» **EXERCISE DETAILS**
Check each line of the entries below for the word "replies" and state only how many lines have it.

========

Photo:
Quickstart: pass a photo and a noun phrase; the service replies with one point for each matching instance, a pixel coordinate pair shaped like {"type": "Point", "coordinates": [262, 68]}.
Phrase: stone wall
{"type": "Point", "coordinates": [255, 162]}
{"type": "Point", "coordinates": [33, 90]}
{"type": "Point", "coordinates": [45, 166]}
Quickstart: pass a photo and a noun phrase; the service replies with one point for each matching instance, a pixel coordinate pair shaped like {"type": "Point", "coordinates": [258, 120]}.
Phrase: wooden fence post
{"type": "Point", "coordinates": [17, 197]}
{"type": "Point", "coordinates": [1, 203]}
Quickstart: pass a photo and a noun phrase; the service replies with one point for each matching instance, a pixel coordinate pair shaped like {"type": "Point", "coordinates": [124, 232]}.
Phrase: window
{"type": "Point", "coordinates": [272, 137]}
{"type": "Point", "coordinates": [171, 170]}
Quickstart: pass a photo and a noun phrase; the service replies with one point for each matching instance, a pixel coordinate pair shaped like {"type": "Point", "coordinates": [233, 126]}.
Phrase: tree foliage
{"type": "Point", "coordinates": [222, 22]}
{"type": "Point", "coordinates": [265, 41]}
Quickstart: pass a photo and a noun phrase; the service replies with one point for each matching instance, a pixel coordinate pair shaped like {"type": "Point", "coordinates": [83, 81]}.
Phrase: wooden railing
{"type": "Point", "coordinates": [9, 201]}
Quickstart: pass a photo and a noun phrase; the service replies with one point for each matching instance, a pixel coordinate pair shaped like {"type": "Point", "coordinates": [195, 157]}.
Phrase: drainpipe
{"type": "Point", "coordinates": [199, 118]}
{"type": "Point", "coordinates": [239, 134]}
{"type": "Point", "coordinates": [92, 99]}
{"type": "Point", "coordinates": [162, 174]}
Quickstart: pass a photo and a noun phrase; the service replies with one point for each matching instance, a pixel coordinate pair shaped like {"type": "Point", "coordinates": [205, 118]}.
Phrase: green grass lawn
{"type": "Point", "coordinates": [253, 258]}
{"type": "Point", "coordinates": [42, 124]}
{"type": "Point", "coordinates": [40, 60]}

========

» **ANSWER TO THIS EXERCISE**
7